* **Task prompt**: Duplicate the entries below from the line that contains "If you would be willing to indicate the red number" through the line that contains "(1106, 517)", including both of those lines.

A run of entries
+++++
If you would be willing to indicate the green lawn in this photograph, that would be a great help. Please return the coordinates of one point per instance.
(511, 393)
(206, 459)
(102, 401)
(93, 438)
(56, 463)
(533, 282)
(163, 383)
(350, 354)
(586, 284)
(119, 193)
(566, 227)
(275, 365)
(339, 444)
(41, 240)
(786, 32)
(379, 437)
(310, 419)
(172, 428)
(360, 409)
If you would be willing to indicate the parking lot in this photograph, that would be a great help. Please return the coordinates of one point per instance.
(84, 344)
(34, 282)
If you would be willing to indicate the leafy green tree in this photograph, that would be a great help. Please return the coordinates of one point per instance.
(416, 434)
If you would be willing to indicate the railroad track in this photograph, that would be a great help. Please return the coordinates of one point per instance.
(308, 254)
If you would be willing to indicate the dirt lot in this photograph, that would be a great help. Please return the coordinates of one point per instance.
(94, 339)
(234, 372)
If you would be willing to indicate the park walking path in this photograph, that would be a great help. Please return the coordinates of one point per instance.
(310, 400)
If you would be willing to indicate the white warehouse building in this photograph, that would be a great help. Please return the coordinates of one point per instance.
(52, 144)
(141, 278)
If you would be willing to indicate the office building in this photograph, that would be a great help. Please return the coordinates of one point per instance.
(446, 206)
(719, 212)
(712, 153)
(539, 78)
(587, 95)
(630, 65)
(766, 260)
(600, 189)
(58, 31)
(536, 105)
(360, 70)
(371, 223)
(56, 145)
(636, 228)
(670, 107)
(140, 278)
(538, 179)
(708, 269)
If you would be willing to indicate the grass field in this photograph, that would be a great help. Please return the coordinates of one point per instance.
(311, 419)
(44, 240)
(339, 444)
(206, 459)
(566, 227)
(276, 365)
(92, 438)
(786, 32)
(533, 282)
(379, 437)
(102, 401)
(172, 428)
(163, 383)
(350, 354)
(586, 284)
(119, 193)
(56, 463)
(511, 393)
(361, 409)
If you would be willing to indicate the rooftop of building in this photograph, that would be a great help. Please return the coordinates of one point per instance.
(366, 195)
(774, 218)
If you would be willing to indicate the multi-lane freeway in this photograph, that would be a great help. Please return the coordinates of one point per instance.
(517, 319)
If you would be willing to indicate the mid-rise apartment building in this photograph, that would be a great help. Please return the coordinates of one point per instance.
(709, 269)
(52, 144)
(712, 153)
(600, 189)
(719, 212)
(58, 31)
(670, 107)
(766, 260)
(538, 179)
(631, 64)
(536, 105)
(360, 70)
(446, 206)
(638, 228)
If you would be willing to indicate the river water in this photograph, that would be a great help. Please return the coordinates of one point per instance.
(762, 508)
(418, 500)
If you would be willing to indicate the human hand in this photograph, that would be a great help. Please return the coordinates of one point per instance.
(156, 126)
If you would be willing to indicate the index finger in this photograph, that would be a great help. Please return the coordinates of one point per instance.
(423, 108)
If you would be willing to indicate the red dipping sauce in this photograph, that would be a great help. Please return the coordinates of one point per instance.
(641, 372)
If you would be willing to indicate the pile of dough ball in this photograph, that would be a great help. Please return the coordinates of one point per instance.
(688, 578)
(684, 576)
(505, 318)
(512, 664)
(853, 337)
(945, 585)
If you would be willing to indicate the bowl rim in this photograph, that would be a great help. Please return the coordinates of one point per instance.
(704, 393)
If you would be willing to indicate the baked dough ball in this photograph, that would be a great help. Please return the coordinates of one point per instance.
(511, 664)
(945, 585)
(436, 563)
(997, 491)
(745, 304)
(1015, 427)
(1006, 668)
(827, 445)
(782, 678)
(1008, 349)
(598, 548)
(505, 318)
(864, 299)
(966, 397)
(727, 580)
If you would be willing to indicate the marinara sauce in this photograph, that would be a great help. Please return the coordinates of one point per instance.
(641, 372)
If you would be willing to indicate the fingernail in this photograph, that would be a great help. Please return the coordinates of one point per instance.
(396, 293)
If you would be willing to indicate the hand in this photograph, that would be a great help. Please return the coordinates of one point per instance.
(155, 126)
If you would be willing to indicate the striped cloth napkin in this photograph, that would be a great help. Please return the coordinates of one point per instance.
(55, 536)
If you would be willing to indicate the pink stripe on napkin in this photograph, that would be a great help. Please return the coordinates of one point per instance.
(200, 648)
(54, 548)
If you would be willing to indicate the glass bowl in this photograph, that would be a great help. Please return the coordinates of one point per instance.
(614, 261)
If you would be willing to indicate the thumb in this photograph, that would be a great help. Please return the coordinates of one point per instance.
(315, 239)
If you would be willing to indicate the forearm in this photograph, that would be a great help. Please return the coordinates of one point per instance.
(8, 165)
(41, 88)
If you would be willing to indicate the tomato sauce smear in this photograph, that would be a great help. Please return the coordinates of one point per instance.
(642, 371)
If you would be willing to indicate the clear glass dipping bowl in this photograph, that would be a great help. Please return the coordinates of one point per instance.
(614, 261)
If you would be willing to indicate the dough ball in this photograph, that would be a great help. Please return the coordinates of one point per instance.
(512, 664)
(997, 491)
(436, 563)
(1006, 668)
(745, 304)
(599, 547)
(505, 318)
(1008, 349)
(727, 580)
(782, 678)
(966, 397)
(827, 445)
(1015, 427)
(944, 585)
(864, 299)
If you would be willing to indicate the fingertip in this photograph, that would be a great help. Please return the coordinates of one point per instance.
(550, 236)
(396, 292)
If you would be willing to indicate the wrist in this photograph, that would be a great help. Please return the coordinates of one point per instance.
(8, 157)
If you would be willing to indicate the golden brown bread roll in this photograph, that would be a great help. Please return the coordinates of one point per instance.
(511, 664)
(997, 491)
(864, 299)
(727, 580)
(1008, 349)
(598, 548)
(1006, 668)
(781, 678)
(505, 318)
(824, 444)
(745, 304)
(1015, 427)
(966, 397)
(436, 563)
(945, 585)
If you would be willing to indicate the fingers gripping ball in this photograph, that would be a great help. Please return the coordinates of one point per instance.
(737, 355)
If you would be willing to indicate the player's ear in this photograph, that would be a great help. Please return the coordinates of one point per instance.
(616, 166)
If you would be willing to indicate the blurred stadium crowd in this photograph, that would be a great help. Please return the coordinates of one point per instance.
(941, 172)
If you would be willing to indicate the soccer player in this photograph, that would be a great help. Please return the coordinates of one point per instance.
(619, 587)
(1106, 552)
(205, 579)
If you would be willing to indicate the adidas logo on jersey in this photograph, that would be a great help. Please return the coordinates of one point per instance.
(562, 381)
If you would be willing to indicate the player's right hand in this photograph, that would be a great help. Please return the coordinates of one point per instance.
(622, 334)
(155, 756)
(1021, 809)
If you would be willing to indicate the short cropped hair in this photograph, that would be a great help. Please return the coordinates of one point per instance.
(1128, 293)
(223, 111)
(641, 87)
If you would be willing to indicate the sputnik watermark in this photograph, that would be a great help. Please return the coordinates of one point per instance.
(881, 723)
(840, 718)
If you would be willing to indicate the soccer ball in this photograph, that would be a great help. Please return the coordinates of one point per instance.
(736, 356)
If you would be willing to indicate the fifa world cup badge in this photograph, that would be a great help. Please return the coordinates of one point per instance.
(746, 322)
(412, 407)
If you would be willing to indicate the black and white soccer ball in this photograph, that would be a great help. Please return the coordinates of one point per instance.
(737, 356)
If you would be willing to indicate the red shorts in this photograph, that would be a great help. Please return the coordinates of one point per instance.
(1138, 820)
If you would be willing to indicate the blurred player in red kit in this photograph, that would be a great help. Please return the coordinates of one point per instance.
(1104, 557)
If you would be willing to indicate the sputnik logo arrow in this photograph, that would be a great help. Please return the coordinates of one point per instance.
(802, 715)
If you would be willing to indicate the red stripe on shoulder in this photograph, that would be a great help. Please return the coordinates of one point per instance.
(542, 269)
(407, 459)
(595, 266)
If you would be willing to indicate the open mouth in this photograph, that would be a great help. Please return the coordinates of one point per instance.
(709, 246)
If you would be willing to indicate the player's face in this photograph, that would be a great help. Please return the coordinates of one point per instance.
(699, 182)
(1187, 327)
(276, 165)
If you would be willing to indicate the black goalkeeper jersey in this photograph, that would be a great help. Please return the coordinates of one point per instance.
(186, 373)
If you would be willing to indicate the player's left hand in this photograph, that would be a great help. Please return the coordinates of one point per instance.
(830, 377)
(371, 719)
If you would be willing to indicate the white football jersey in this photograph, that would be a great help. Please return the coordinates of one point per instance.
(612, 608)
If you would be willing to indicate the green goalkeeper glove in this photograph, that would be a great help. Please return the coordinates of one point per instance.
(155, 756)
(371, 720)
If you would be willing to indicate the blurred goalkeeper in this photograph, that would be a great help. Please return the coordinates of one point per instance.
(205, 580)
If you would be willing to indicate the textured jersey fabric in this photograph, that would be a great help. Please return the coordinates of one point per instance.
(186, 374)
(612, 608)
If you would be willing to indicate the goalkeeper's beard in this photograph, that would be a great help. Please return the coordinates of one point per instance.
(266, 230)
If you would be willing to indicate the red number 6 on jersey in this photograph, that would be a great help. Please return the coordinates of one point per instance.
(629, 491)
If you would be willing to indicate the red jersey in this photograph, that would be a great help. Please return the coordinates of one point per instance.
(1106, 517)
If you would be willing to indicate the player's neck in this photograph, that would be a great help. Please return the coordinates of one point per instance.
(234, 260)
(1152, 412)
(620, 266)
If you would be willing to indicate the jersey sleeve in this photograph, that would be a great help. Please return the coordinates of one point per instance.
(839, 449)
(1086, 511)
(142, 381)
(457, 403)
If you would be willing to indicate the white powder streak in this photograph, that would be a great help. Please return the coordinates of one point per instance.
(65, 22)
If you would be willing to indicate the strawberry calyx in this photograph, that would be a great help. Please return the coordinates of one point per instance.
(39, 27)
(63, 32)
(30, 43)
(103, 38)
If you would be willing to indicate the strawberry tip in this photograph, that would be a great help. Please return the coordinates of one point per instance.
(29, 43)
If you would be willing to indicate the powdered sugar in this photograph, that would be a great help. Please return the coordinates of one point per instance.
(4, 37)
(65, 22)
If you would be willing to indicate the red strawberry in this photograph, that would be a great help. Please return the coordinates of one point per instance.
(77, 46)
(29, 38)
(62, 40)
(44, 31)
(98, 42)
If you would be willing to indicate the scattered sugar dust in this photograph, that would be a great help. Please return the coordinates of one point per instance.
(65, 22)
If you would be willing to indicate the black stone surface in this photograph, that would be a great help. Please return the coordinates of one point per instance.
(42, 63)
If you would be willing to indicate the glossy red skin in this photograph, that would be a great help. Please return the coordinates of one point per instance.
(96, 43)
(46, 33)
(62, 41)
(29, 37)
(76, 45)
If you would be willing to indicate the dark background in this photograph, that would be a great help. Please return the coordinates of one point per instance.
+++++
* **Solution for this task**:
If you would be willing to indicate the red number 6 on jersey in this photograph, that would be a great help. Please return the coordinates of one point per instance.
(629, 491)
If you would be willing to indicate the red jersey in this photograph, that would be a great help. Please return the coordinates of one point per instance.
(1106, 517)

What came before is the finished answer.